School had such clean compartments like the playdough containers. Everything stays in its place. A bell rings and it's time to read, another bell and it is time to eat, and another bell and time to play. When I had my first baby, I planned on running my life like that, keeping all the playdough in clean little cannisters but by the time I had my third son in four years everything was smushed together. My days be a mixture of constant eating, bathing, playing, sleeping, reading and crying with no shape or form and with a croupy baby sometimes that continued late into the night. My life was just like that pinky brown swirly mess.
So when my youngest went to kindergarten I decided I was going to change. I was going to have clean lines and keep all my colors separate. My time was my own and I could control it, right? So I planned on spending an hour scripture reading and calendaring, then do housework until ten, when I would start writing until lunch. At which time I would put in my lean cuisine, and write until two when I would put away my computer and make an afterschool snack, happily greeting my children as they walked in the door. My life was going to be orderly, I would be thin and everything would be perfect. So how have I done?
■ ■ ■
→ Problem to work on:
Answer these questions using the text about playdough and daily schedules:
1. By the time the writer had a third son, how many years had passed?
2. Until what hour did the writer plan to do housework?
3. What did the writer plan to put in at lunchtime?

→ Record excerpts:
■ ■ ■
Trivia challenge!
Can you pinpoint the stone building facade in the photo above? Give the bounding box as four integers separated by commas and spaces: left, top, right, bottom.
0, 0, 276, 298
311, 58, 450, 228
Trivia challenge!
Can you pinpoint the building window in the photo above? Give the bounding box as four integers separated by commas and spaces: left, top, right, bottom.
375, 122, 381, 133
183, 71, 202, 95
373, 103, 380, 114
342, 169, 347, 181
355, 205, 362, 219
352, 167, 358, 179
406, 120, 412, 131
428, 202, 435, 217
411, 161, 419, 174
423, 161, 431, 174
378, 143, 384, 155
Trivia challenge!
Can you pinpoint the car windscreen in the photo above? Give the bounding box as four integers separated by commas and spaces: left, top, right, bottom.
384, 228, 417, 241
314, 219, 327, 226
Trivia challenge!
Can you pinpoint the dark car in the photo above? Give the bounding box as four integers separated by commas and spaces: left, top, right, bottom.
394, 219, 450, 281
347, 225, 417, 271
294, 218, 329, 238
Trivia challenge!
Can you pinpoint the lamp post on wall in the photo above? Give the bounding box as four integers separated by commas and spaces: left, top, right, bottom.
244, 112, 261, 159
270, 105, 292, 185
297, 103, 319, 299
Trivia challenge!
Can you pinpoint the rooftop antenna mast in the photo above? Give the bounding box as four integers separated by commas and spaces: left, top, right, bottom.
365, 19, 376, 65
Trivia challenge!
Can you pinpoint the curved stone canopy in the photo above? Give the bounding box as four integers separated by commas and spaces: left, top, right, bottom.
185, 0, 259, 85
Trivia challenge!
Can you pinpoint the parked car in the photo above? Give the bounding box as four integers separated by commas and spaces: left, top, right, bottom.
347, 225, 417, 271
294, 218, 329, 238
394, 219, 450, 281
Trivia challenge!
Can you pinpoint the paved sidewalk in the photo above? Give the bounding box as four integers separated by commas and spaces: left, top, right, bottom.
■ ■ ■
→ Final result:
1. Four years.
2. Ten.
3. A lean cuisine.